Tasks:
1: Retype the tax bill article from "Nearly a Third" to "once it's available.".
2: Answer these questions using the tax bill article:
(a) Who claimed on Sunday that nobody in the middle class would get a tax increase?
(b) On what day did the Tax Foundation release its analysis?
(c) At which law school is Lily Batchelder a professor?

Provided passage:
----

Nearly a Third of Taxpayers Will Pay More

The Republican sales pitch might have gotten a little bit harder Monday with the release of an analysis of the bill by the Tax Policy Center. Contradicting Mitch McConnell’s claim on Sunday that, “At the end of the day, nobody in the middle class is going to get a tax increase,” TPC found that a substantial number of middle-class taxpayers will pay more under the GOP plan: “not all taxpayers would receive a tax cut under this proposal—at least 12 percent of taxpayers would pay higher taxes under the proposal in 2018 and at least 28 percent of taxpayers would pay more in 2027.” UPDATE: The Tax Policy Center says its staff found an error in the report released Monday and is revising its analysis. We'll provide more information about the updated analysis once it's available. 

Tax Policy Center chart

The report will only add to criticism that the bill favors the wealthy. An analysis published last week by the Joint Committee on Taxation found that, on average, families making between $20,000 and $40,000 and those making between $200,000 and $1 million would face higher taxes by 2023. The JCT's chief of staff told the House Ways and Means Committee on Monday that 38 million households earning between $20,00 and $40,00 a year would see higher tax bills.

The conservative Tax Foundation released its own analysis on Friday which found that all income groups will get a tax break on average as a result of the bill. However, the report did not break income groups down to see if there were winners and losers within each group, with some paying more and others less.

One thing all of the analyses agree on: Most of the benefits of the tax bill go to the wealthy. Lily Batchelder, a professor at NYU law school and former deputy director of the White House National Economic Council under President Obama, tweeted: “Tax plan highly regressive even when look at % change in after-tax income, and becomes more regressive over time.”

----

Material provided:
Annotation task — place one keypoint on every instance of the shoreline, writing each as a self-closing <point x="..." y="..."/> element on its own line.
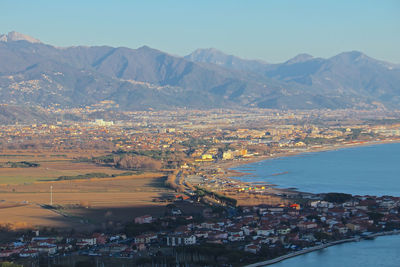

----

The responses:
1:
Nearly a Third of Taxpayers Will Pay More

The Republican sales pitch might have gotten a little bit harder Monday with the release of an analysis of the bill by the Tax Policy Center. Contradicting Mitch McConnell’s claim on Sunday that, “At the end of the day, nobody in the middle class is going to get a tax increase,” TPC found that a substantial number of middle-class taxpayers will pay more under the GOP plan: “not all taxpayers would receive a tax cut under this proposal—at least 12 percent of taxpayers would pay higher taxes under the proposal in 2018 and at least 28 percent of taxpayers would pay more in 2027.” UPDATE: The Tax Policy Center says its staff found an error in the report released Monday and is revising its analysis. We'll provide more information about the updated analysis once it's available.

2:
(a) Mitch McConnell
(b) Friday
(c) NYU law school